◆ **DOCUMENT EXCERPT**:
────────────────────────────────────────

Getting into amplicon sequencing

My lab is getting into the sequencing arena, and my PI has appointed me to spearhead our effort to characterize the infant microbiome during early development. We are interested in understanding how rapid perturbation of the microbiome influences development with extra emphasis on lung development. I am very excited to delve back into the realm of bioinformatics.

We plan on using Mi-seq to sequence the V3 and V4 regions of the bacterial 16s ribosomal subunit. In short, the subunit allows us to infer what taxa are present in a given sample with high specificity (well not at a strain level) and at a low cost. Since we are a physiology lab, we are not designed to perform DNA isolations from hundreds of samples, so we are working with the sequencing core to get these numerous samples processed in a decent amount of time.

────────────────────────────────────────

Stored entries
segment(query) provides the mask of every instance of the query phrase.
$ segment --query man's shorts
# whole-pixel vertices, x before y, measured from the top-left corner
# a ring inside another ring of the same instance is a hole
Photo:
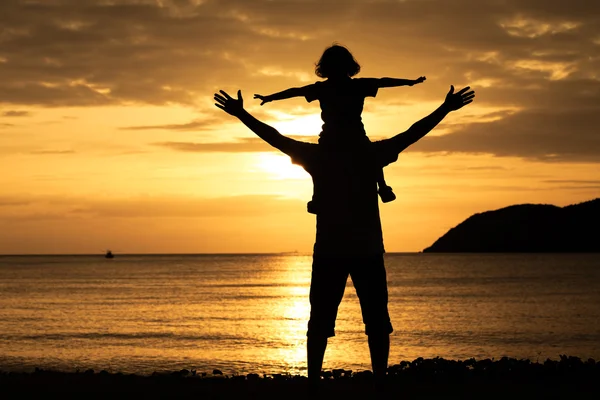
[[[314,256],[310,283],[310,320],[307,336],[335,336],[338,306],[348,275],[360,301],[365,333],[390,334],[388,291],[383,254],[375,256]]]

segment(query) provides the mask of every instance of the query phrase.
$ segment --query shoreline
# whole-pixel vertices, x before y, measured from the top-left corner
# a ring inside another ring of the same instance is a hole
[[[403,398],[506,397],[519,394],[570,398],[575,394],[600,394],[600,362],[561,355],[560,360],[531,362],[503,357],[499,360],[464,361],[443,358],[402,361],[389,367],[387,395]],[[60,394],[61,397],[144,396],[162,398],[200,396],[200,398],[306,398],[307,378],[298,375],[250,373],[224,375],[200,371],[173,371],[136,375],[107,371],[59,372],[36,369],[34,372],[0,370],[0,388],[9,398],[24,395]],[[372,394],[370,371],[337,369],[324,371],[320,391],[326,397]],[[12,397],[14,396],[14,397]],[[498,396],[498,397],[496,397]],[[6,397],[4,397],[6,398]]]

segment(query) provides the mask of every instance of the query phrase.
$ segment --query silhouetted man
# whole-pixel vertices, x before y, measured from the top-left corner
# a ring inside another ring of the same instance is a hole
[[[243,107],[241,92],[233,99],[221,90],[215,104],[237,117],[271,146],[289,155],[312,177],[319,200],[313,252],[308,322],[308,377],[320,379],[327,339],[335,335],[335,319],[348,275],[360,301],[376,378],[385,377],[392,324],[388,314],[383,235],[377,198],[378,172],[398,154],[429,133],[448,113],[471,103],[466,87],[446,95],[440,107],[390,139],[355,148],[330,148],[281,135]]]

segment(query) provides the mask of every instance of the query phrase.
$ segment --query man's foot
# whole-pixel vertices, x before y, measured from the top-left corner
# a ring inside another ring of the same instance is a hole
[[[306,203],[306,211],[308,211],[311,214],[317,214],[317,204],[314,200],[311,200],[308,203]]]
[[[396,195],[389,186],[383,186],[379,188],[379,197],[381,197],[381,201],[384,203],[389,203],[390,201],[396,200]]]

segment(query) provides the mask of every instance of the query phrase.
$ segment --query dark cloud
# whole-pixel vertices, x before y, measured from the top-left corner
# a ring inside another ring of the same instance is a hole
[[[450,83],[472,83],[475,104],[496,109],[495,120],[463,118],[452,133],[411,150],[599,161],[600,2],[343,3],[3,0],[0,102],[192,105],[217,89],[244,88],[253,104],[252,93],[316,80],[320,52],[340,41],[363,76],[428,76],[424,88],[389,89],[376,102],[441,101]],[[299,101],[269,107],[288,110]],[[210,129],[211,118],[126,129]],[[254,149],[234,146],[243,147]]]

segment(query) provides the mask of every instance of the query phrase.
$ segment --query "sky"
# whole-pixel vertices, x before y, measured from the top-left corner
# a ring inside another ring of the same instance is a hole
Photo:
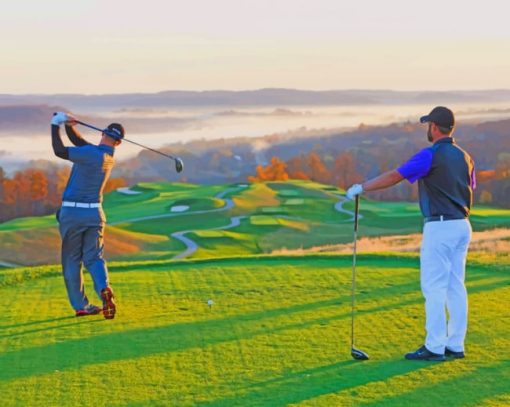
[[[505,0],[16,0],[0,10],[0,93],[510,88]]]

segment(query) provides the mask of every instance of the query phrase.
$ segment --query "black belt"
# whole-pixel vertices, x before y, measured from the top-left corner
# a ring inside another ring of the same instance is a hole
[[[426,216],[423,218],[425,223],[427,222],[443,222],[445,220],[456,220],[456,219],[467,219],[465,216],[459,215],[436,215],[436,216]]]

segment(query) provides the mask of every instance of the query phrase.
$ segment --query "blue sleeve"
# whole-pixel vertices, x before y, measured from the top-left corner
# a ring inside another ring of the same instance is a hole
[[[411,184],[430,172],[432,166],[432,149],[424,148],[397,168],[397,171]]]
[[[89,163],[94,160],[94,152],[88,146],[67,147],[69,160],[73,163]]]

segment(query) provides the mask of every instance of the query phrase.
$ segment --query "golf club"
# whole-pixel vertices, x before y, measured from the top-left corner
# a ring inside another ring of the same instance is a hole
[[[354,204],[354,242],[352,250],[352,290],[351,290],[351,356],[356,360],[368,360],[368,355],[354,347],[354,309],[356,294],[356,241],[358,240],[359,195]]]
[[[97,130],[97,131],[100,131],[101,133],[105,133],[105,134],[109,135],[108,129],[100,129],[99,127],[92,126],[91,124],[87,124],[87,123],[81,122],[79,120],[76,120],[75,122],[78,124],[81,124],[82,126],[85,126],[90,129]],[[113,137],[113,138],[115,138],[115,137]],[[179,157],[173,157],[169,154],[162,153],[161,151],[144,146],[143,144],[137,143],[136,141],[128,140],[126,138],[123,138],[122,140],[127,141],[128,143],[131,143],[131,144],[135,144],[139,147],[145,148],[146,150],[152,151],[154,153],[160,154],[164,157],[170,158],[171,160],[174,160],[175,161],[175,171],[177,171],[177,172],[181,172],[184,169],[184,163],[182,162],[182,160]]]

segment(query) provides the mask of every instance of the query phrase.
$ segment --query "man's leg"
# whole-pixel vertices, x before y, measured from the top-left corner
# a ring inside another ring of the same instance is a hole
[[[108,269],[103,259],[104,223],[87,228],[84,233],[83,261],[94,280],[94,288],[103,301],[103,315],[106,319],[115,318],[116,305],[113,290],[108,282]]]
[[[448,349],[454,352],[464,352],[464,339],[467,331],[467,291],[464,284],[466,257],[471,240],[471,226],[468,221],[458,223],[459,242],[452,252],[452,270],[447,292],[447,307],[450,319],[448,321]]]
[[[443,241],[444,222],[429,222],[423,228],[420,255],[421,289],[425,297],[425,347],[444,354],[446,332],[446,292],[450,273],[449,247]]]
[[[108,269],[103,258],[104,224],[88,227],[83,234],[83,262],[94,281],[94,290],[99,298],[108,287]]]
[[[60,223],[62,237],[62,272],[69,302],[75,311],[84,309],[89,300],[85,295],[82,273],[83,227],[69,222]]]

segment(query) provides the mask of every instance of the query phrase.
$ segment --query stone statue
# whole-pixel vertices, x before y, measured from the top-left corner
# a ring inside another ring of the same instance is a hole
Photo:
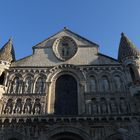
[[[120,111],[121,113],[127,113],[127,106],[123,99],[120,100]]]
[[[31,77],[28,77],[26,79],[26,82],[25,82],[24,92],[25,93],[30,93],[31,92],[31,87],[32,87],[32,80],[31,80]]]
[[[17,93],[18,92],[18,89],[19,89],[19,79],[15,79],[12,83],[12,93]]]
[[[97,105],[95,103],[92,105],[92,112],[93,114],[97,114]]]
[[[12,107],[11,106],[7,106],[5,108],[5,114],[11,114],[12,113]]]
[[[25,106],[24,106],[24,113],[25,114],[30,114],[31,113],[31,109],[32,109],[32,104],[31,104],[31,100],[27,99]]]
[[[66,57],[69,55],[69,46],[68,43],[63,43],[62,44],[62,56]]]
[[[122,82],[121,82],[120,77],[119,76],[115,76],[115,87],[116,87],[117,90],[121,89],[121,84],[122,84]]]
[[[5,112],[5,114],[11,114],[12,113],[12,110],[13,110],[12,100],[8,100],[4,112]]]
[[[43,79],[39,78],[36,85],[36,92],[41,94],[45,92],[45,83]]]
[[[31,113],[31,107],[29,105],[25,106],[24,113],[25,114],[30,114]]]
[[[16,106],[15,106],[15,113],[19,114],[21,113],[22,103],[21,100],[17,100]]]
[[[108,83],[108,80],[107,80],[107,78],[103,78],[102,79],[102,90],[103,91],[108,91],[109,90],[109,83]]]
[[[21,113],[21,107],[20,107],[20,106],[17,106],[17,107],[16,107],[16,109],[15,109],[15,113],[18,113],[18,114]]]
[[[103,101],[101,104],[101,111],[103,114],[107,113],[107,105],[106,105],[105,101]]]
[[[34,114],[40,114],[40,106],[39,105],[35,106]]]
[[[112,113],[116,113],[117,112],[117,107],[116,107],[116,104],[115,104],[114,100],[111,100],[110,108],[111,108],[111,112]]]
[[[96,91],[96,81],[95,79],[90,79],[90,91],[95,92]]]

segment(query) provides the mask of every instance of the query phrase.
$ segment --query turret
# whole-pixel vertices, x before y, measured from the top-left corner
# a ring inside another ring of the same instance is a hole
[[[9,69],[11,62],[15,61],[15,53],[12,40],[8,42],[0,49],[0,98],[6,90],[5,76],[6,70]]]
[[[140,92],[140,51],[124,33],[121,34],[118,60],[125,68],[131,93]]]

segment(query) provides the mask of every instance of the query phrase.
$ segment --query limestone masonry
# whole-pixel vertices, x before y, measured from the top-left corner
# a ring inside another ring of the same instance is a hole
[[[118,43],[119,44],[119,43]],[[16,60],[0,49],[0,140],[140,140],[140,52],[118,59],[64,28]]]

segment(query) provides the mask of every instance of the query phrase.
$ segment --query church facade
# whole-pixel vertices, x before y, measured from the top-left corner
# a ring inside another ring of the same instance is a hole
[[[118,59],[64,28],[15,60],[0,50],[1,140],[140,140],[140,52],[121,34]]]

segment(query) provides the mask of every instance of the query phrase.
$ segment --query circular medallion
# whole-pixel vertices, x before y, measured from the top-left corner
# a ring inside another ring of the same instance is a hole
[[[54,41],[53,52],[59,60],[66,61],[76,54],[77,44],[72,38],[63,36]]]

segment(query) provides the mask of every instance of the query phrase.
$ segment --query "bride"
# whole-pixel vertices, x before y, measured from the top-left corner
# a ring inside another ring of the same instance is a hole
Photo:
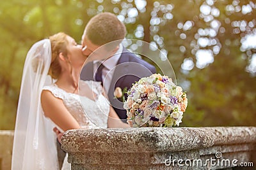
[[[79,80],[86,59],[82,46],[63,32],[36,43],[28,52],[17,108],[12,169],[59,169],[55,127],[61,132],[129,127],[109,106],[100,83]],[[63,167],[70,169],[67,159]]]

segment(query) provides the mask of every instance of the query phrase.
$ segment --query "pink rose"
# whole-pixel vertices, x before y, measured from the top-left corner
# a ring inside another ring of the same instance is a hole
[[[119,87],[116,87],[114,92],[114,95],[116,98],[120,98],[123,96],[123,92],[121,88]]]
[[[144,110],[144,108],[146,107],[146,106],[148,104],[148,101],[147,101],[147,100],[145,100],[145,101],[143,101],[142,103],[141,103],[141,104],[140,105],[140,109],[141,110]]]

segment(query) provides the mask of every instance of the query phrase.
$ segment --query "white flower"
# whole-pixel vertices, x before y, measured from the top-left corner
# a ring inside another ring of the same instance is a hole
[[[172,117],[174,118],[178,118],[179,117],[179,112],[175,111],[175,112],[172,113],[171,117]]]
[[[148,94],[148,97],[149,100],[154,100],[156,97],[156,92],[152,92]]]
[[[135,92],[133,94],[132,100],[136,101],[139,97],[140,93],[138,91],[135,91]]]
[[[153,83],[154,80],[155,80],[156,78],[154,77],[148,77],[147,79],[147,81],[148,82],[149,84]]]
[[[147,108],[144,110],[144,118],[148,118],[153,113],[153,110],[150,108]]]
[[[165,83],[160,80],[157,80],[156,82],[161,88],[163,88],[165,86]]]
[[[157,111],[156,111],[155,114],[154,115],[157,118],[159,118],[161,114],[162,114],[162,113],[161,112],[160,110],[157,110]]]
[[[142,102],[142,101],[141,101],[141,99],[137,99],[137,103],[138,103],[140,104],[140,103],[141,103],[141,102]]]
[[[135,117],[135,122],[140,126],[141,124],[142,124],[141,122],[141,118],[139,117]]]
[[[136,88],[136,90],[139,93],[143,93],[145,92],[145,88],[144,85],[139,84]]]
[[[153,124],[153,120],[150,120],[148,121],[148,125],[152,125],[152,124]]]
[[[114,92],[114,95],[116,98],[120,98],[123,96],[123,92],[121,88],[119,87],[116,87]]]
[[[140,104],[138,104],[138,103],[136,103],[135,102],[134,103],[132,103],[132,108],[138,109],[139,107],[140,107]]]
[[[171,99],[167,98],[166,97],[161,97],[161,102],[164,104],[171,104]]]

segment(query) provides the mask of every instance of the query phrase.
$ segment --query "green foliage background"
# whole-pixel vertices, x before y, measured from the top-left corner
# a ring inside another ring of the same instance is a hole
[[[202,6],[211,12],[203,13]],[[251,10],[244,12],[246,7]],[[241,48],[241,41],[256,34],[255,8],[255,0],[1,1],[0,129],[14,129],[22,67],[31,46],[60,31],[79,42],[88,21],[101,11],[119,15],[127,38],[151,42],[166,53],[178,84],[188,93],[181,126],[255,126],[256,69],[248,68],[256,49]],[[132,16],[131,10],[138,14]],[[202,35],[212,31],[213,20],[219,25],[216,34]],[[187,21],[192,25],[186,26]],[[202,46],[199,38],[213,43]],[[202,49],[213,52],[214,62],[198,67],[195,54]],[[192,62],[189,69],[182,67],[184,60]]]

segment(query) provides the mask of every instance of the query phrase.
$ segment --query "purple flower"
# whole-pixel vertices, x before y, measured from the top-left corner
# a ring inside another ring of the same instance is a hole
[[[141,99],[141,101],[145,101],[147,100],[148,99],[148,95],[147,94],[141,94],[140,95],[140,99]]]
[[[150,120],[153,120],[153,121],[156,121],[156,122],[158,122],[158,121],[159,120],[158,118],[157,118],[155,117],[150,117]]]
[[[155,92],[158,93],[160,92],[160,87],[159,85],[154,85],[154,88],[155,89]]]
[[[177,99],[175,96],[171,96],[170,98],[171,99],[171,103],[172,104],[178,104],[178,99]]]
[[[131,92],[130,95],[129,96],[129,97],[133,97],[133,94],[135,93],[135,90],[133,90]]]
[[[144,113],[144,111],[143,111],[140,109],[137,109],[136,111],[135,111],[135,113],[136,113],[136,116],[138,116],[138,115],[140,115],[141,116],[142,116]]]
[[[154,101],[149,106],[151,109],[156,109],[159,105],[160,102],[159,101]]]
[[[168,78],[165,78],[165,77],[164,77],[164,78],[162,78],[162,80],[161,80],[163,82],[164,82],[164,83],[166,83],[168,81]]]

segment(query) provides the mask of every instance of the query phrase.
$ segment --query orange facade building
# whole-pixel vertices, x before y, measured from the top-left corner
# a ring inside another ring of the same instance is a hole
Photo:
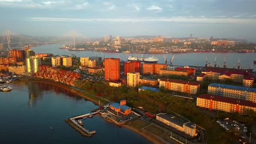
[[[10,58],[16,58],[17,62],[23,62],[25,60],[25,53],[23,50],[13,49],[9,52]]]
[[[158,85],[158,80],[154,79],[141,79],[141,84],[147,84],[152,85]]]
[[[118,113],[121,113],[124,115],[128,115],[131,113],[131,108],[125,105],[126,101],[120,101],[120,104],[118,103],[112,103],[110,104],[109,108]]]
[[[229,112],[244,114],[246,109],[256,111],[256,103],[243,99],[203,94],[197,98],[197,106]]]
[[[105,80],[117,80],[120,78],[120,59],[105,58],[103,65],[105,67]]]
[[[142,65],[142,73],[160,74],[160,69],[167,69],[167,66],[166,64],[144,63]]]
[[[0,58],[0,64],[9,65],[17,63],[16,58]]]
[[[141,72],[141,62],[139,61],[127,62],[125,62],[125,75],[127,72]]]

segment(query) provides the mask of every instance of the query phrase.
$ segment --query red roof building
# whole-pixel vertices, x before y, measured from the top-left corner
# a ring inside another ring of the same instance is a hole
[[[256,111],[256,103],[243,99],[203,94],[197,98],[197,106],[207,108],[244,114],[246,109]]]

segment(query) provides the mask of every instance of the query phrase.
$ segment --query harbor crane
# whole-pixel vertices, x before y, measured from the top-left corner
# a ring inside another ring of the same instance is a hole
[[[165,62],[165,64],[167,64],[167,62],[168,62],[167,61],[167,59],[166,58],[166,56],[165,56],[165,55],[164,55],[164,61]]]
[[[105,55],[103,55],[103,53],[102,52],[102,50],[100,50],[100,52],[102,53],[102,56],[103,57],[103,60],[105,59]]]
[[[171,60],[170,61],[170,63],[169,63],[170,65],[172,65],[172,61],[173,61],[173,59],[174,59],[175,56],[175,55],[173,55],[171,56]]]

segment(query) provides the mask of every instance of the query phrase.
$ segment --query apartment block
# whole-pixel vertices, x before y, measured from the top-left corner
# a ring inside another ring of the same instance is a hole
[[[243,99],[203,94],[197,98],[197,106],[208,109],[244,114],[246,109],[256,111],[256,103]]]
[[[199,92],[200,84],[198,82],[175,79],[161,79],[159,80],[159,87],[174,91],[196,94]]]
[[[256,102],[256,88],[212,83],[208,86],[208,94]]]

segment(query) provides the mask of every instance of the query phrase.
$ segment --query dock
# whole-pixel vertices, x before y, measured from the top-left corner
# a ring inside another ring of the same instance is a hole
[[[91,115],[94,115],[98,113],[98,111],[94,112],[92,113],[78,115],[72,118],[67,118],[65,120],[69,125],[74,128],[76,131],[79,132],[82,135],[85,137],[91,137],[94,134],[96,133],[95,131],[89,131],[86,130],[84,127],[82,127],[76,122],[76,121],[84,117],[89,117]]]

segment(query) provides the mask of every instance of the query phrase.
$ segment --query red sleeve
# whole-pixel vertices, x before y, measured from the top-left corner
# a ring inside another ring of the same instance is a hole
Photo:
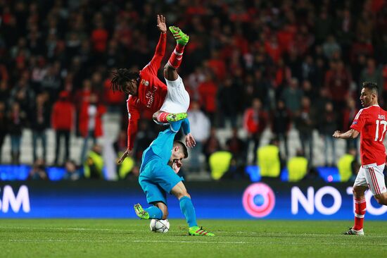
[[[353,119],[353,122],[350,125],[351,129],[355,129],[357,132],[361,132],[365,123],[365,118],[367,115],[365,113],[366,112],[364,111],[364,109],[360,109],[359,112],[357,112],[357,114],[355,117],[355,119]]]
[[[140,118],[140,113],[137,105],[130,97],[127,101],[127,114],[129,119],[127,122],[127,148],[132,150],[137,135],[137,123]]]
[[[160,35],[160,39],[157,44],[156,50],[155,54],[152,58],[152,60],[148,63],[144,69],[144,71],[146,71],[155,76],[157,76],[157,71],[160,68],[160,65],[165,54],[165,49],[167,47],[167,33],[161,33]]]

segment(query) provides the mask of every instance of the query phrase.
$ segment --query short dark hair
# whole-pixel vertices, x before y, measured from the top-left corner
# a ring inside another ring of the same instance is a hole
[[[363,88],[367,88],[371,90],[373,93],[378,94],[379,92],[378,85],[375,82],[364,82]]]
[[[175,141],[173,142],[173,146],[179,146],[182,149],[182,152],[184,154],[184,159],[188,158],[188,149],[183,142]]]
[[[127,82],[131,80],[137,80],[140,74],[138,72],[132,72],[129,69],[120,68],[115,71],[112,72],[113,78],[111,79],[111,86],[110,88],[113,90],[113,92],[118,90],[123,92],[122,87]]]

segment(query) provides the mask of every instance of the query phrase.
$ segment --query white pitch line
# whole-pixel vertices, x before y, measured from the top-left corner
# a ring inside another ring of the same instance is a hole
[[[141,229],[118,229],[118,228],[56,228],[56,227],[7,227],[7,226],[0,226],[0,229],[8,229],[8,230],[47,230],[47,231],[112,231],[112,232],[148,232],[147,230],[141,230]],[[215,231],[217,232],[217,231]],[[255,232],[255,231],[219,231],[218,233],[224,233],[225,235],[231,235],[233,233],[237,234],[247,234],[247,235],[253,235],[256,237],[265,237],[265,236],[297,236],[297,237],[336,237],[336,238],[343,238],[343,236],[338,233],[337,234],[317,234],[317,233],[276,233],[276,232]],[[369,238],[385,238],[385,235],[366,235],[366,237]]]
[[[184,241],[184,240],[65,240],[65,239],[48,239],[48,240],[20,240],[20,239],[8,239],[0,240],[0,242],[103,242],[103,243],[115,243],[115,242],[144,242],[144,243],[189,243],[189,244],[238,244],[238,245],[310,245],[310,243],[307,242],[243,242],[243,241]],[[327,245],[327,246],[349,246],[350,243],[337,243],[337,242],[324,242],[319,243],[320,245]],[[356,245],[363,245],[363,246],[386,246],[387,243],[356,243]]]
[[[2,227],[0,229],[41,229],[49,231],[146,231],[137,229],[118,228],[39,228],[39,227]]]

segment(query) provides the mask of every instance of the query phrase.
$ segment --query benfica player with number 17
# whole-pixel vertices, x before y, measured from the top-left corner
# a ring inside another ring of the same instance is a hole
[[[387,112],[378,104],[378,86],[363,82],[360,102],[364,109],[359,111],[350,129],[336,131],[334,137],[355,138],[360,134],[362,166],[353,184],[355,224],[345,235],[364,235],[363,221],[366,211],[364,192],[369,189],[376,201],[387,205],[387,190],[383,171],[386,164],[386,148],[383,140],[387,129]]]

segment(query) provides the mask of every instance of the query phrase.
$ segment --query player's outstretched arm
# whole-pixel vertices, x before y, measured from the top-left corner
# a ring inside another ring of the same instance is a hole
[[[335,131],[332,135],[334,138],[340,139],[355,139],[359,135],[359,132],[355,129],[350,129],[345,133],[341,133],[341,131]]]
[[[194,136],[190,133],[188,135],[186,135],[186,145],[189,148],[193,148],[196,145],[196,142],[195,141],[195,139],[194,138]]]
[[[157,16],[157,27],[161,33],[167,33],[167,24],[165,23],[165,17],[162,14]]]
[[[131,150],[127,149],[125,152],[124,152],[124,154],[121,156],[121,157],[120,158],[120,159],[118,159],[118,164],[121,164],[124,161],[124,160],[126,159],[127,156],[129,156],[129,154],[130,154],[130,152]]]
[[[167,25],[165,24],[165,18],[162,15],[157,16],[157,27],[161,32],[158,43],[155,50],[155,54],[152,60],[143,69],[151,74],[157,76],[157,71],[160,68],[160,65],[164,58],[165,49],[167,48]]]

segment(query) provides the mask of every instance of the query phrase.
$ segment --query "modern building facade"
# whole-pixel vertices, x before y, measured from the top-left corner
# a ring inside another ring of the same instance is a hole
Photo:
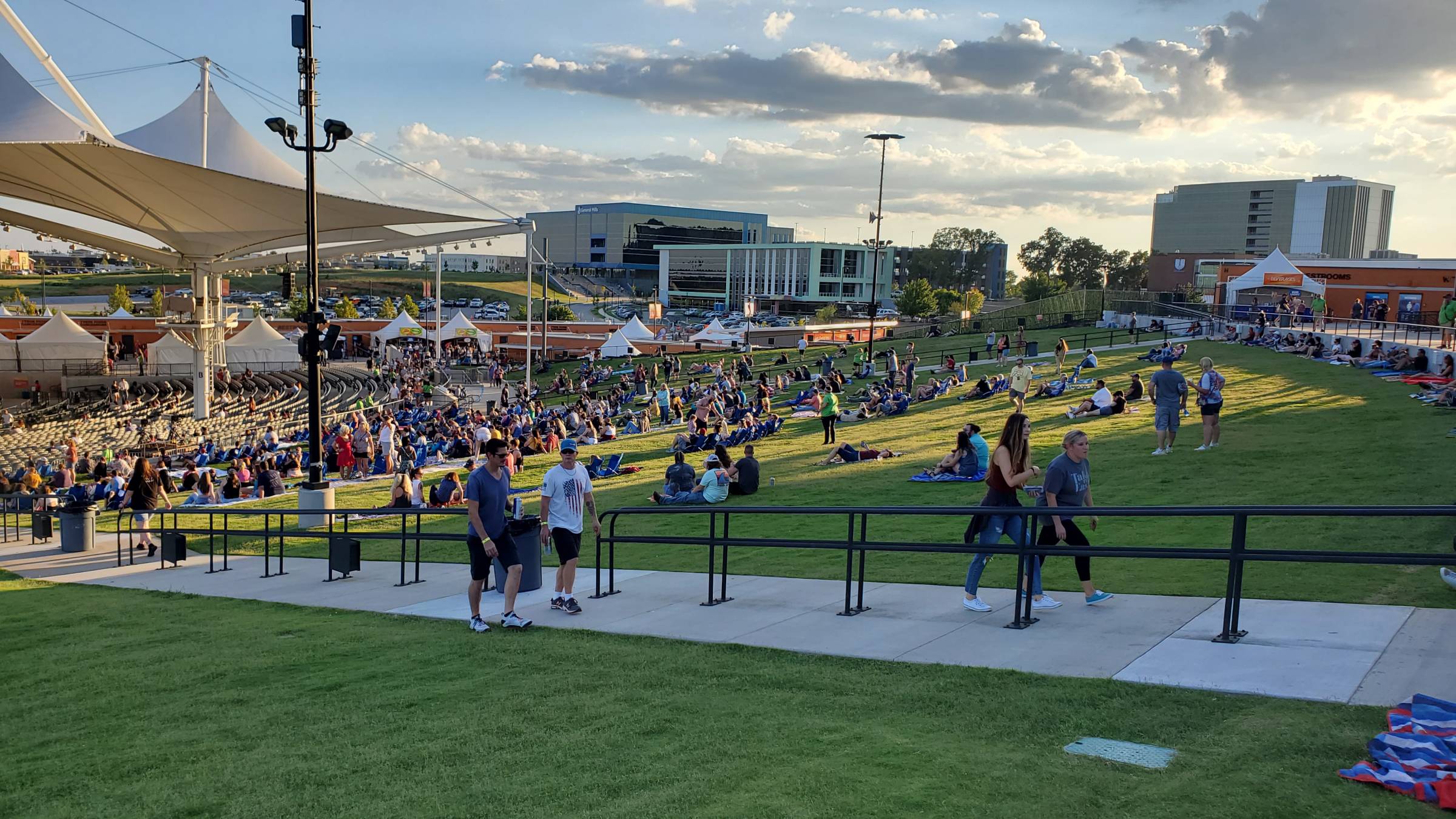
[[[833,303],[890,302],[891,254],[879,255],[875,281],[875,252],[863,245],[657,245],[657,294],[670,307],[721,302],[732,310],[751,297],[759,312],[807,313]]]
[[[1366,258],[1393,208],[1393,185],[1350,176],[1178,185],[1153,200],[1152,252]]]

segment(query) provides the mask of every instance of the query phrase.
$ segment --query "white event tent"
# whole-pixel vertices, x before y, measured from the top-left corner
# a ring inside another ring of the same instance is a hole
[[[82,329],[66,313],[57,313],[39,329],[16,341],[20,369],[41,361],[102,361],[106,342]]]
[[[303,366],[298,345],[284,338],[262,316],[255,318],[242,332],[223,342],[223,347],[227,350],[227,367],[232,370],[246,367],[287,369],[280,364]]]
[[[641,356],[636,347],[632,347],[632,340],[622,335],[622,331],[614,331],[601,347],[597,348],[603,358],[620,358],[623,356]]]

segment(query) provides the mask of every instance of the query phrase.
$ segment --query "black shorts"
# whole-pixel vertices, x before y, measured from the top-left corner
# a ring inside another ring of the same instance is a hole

────────────────────────────────────────

◆ **ACTIVITY A**:
Print everything in the amplicon sequencing post from "Getting into amplicon" down to "amount of time.".
◆ **ACTIVITY B**:
Give what follows the last sentence of the post about starting amplicon sequencing.

◆ **EXERCISE RESULT A**:
Getting into amplicon sequencing

My lab is getting into the sequencing arena, and my PI has appointed me to spearhead our effort to characterize the infant microbiome during early development. We are interested in understanding how rapid perturbation of the microbiome influences development with extra emphasis on lung development. I am very excited to delve back into the realm of bioinformatics.

We plan on using Mi-seq to sequence the V3 and V4 regions of the bacterial 16s ribosomal subunit. In short, the subunit allows us to infer what taxa are present in a given sample with high specificity (well not at a strain level) and at a low cost. Since we are a physiology lab, we are not designed to perform DNA isolations from hundreds of samples, so we are working with the sequencing core to get these numerous samples processed in a decent amount of time.

◆ **EXERCISE RESULT B**:
The isolations are familiar to me; however, the preprocessing steps such as adding adaptors and barcodes, are relatively new territory for me. I heard a lot about qiime2 and used the software to analyze microbiome data in the past, but it seems too cumbersome for what I plan to do. I will process our fastq files using dada2, a software package that implements much of the fastq processing. The r package also seamlessly hands over the workflow to phyloseq where data visualization takes place. I am excited to go through some practice samples before I embark on this next stage of my Ph.D.